### Provided passage
+++
World Kindness Day was first introduced in 1998 and is observed each year on November 13th.  The World Kindness Movement (WKM) introduced World Kindness Day to promote awareness of global goodwill and offers an opportunity to highlight good deeds in the community.  People around the world are encouraged to perform acts of kindness every day throughout the month.  If you need some ideas to stir your motivation, The Mayo Clinic offers a Kickstart Kindness program that you can check out.

Kindness is not simply an action.  It is a quality of being that can be cultivated.  Demonstrating kindness can be simple and free and has been shown to be health-enhancing!

Below are some intention-setting ideas for why kindness matters and why you might want to catch the kindness wave this month:

  1. Connection.   Acts of kindness have been shown to create bonds between people that foster relationships.  They create a sense of community fulfilling a basic human need for a sense of belonging.  Consider volunteering some time this month in a community outreach effort such as at a local food pantry or an environmental conservation project, such as a beach cleanup.
+++
Dataset entries:

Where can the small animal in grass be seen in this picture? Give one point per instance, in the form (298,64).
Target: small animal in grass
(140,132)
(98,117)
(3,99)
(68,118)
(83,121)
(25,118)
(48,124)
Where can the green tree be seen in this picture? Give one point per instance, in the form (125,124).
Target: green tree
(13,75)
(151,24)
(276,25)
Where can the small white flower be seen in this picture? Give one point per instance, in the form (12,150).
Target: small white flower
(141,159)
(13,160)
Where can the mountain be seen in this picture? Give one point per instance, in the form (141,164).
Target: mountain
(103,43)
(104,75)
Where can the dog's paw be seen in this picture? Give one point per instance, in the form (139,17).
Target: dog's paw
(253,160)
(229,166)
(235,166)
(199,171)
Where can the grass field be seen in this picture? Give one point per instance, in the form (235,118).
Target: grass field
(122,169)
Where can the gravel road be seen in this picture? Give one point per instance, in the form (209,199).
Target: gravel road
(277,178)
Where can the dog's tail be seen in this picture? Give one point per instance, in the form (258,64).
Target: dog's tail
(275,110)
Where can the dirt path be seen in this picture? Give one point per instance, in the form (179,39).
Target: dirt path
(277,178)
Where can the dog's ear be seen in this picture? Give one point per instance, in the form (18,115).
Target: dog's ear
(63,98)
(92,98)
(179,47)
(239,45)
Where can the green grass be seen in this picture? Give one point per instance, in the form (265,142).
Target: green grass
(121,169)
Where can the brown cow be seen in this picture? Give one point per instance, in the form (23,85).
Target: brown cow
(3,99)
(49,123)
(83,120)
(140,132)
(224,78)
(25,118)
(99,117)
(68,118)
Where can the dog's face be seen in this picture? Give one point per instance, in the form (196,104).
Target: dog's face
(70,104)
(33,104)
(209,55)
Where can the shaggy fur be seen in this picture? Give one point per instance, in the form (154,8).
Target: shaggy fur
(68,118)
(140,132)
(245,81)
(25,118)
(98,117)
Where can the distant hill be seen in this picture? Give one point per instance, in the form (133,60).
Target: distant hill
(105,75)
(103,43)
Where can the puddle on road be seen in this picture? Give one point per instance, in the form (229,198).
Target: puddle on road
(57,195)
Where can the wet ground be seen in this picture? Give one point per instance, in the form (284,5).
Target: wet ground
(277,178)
+++
### Prompt A
According to the passage on World Kindness Day, what three qualities can demonstrating kindness have?
### Prompt B
Continue the passage on World Kindness Day, starting after the last sentence shown.
The dataset entries are separate material and are unrelated to the passage on World Kindness Day.

### Written reply A
Simple
Free
Health-enhancing

### Written reply B
  2. Well-being.  Being kind can boost your own mental health by decreasing stress and anxiety and increasing your mood.  It often leads to feelings of happiness and fulfillment and often starts with being kind to ourselves.  Perhaps this month you set an intention to write down the noise that your critical voice is often heard making and try rewriting it as if you were offering a dear friend or your child words of comfort to show themselves kindness.
  3. Ripple effect.  Demonstrating kindness can inspire others to be kind when they see and feel it in action!  Modeling behaviors impacts people, especially children, by teaching them social skills, to help others, and how to engage in other positive social interactions.  So know that when you model kindness it is creating a positive chain reaction that can spread throughout a community.  Consider where you might model kindness this month and then observe how your behaviors might become contagious!
  4. Resilience.  Kindness builds resilience in many ways, including helping you to focus on your strengths (instead of where you feel you are going wrong), activating your brain’s reward system reducing powerful emotions such as shame and self-loathing, and building social connections and a supportive network.  With these tools, kindness can provide support and comfort, helping you to better navigate challenging times.  Even witnessing acts of kindness increases the production of serotonin, a neurotransmitter that regulates mood.  So perhaps set an intention to increase the occurrence of expressing your appreciation to the people in your life that support you in some way every day, knowing it will build both yours and their resilience, a gift that will keep on giving for a life time!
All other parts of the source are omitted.